** Supplied material follows **

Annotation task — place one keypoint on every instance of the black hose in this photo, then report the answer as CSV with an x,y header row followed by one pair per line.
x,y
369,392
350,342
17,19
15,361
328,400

** End of Supplied material **

Task brief » Repeat the material above exactly.

Solution below »
Annotation task — place one keypoint on every instance of the black hose in this photo, then report the answer as CSV with an x,y header row followed by one pair per line.
x,y
369,392
350,342
17,19
15,361
328,400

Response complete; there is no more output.